**WHAT IS NEEDED**
Work out how many lines of the entries have the word "chrome" in them. Respond with that number only.

**EXTRACTED DATA**
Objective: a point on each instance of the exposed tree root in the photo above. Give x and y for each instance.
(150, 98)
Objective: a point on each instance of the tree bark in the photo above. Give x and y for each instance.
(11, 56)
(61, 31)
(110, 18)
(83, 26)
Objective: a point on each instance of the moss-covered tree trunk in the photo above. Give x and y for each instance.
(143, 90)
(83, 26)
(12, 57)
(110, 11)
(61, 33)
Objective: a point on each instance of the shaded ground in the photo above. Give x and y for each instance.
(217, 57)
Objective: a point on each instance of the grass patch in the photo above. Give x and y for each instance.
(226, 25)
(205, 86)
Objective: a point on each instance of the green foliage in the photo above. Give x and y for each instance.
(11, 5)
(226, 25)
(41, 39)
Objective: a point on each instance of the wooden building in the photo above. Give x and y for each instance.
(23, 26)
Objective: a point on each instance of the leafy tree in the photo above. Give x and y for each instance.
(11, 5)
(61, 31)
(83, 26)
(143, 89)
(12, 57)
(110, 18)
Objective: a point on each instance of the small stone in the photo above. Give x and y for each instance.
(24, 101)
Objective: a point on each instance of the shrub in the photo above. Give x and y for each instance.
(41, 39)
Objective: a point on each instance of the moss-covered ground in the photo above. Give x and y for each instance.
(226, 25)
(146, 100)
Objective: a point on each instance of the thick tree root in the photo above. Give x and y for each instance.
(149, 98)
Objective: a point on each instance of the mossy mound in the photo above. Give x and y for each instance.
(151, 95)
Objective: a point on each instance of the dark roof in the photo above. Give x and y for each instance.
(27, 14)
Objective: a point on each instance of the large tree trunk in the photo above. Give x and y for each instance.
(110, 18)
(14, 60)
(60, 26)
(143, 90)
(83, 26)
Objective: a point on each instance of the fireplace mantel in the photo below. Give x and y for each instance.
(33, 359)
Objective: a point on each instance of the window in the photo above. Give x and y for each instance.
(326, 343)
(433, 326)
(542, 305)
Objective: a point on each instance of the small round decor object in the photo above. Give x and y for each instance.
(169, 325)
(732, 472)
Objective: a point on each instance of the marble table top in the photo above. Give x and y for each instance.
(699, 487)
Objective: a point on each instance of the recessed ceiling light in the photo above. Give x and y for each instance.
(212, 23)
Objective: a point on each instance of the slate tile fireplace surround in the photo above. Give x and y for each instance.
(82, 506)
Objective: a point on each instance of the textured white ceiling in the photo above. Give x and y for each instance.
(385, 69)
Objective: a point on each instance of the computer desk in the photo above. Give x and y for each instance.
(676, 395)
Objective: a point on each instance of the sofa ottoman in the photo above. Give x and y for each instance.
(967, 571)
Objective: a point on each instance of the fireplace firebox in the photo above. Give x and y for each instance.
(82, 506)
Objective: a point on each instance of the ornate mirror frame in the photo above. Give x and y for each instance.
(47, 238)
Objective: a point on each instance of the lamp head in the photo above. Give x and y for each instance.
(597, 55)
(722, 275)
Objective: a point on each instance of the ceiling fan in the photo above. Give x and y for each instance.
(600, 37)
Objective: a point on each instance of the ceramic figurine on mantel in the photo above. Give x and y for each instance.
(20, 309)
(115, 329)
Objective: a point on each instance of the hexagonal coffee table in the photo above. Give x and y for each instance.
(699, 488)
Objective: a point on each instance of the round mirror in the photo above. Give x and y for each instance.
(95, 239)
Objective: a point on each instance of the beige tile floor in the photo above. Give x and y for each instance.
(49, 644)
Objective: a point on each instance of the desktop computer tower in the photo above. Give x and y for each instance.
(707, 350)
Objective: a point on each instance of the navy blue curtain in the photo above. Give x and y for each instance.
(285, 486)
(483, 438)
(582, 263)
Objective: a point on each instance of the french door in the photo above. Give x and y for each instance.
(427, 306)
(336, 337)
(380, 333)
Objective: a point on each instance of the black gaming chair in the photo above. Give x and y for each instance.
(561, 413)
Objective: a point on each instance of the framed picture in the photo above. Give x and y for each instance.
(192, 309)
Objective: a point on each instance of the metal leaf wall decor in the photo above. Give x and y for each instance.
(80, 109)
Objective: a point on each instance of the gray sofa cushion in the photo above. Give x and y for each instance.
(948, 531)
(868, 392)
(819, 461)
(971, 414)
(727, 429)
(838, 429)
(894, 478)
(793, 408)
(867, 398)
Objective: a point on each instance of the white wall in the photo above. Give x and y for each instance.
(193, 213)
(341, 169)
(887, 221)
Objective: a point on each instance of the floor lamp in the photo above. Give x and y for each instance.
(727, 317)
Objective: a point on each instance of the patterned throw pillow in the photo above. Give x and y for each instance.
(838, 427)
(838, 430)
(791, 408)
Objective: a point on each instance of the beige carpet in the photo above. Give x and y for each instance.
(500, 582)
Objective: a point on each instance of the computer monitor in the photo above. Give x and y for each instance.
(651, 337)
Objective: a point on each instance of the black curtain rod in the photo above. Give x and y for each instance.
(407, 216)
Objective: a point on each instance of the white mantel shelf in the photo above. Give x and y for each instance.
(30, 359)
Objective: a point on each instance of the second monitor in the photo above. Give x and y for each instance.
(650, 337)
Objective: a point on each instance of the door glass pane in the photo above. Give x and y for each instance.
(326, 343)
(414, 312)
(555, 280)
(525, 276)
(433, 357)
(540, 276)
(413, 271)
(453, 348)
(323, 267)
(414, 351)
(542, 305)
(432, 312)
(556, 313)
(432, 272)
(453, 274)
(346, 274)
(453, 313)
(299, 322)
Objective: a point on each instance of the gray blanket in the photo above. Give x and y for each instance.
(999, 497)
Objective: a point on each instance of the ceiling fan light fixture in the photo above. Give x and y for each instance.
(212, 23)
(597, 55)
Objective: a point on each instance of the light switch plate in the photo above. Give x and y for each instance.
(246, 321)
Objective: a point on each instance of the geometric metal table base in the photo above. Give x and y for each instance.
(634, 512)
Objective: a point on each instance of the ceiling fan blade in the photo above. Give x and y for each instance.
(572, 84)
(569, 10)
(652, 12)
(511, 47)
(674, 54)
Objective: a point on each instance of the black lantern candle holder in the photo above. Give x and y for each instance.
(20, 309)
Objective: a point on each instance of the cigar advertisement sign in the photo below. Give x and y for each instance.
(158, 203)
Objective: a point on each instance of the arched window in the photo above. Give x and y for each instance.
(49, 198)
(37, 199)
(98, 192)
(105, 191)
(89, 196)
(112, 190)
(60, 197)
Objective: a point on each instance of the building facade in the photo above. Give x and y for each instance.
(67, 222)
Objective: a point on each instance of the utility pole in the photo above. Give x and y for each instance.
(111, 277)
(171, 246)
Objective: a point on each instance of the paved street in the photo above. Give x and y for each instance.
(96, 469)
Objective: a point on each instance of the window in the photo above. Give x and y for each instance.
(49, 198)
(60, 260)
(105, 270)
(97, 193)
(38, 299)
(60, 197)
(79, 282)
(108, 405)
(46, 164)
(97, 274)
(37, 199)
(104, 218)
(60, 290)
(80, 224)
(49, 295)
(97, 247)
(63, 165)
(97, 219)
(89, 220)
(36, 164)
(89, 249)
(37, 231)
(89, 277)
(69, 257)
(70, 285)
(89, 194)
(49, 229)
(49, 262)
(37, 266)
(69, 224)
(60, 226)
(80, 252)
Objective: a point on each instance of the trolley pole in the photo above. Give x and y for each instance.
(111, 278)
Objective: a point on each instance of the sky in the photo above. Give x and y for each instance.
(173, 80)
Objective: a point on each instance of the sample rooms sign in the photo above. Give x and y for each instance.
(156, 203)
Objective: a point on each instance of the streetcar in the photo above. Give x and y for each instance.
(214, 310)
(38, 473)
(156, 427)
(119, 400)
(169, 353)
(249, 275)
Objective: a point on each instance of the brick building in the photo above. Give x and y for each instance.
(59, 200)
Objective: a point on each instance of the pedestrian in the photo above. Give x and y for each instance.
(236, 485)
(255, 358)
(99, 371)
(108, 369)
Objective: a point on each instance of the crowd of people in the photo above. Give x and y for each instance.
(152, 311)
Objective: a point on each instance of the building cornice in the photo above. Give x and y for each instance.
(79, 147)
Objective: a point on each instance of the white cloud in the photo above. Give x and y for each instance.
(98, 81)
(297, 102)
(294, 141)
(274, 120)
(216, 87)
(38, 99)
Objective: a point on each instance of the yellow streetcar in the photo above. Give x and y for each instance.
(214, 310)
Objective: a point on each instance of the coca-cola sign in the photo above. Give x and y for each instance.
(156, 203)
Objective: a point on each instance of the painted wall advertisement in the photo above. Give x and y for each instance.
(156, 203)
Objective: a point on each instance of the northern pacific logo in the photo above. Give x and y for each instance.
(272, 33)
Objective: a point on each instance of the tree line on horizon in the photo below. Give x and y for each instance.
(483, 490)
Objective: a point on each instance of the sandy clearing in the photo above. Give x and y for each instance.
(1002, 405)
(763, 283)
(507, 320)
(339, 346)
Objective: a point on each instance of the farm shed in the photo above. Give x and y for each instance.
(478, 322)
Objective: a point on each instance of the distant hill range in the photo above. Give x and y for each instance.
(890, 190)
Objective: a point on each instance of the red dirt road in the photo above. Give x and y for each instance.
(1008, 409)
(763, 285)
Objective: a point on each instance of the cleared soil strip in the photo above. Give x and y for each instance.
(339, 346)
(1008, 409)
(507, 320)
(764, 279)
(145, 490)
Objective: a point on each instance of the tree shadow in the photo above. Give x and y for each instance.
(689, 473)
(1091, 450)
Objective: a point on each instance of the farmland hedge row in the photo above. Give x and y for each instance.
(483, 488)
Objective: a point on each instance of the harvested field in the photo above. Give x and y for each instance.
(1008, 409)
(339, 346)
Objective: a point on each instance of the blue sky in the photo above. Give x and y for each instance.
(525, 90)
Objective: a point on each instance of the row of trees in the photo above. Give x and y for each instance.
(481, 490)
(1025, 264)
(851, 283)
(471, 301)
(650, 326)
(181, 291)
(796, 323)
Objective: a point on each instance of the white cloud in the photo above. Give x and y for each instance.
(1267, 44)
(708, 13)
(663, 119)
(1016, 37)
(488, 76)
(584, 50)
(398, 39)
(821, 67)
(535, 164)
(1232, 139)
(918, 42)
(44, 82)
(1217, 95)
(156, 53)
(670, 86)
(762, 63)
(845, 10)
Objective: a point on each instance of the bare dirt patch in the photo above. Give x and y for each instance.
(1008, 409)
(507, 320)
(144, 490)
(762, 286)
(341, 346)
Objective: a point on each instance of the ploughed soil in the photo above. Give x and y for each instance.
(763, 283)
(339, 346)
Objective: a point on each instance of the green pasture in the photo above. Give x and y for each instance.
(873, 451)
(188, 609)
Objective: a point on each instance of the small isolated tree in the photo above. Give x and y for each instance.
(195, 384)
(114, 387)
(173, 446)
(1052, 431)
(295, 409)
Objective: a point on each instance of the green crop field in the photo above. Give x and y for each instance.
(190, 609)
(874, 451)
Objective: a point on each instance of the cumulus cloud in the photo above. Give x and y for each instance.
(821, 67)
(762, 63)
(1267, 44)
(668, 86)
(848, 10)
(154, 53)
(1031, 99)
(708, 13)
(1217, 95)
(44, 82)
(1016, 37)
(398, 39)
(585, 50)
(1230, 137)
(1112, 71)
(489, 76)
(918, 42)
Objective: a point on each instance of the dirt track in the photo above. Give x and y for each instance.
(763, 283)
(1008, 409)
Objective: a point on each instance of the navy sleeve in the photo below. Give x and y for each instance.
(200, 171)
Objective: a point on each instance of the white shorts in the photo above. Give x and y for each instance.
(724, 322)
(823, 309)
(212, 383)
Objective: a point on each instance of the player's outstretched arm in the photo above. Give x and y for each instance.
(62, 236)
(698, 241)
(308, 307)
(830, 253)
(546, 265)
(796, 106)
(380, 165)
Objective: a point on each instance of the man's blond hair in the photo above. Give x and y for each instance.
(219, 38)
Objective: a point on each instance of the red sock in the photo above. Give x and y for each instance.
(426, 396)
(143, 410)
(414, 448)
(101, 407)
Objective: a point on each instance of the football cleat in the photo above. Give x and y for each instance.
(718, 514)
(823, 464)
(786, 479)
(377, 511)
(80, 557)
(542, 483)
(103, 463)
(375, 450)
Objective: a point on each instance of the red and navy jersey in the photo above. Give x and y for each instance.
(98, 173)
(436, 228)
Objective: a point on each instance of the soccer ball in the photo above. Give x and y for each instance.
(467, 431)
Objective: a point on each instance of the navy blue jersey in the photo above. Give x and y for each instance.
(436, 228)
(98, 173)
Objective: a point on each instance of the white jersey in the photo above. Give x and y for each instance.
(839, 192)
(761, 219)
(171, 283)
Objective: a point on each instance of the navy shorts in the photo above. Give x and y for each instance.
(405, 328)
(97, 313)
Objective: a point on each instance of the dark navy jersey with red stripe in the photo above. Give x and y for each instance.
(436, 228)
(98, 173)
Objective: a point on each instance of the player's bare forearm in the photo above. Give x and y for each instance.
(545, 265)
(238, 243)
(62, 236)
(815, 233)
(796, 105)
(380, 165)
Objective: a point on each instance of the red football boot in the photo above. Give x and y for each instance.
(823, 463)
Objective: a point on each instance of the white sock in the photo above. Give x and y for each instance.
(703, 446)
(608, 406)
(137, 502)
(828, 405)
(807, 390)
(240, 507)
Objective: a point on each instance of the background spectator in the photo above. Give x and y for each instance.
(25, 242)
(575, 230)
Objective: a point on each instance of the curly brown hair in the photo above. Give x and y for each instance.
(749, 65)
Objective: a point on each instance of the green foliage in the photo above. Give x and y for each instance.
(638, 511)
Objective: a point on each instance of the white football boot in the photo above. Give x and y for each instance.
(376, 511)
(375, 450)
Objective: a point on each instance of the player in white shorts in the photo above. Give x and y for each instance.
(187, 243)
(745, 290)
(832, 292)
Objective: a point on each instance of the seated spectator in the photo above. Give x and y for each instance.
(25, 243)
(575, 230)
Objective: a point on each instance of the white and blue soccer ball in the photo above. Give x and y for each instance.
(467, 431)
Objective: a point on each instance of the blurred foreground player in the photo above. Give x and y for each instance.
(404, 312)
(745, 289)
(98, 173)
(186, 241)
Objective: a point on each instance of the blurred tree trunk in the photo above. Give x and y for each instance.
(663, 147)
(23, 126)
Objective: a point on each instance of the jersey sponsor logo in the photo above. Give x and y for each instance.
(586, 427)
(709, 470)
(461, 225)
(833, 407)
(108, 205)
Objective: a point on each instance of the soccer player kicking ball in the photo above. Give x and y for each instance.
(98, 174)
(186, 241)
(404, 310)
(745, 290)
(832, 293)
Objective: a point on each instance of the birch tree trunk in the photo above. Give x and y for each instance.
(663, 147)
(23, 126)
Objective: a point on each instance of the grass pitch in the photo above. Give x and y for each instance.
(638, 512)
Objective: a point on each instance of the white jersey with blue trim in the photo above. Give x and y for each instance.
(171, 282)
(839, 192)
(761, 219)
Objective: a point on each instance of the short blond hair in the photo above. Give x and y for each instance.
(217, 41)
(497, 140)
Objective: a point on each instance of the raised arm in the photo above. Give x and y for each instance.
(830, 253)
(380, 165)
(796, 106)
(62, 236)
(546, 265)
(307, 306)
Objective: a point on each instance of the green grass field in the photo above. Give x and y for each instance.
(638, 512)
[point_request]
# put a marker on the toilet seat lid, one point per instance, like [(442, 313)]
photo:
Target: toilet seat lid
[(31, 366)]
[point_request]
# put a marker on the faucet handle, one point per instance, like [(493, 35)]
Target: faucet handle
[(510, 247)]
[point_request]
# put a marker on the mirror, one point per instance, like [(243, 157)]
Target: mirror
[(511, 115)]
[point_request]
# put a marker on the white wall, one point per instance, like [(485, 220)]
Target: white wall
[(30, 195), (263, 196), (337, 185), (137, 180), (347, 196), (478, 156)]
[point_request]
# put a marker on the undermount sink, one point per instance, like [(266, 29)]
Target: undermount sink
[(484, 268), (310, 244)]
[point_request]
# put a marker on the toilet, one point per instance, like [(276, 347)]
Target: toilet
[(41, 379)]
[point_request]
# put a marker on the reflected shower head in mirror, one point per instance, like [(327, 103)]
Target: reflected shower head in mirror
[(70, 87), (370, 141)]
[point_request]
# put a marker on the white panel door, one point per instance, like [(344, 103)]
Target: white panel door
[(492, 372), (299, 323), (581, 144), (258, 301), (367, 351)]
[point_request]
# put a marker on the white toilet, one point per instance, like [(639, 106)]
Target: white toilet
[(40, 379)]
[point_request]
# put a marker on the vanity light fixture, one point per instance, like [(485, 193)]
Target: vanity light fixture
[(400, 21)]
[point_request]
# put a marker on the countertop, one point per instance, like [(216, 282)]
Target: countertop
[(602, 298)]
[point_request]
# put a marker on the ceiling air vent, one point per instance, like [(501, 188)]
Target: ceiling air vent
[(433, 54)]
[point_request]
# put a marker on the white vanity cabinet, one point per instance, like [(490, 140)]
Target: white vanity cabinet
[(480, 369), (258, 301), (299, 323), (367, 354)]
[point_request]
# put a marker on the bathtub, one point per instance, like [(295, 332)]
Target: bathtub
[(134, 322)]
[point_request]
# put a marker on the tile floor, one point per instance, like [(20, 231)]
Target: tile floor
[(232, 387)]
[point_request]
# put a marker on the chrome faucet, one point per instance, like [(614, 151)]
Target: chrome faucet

**RESULT OF THIS EXERCISE**
2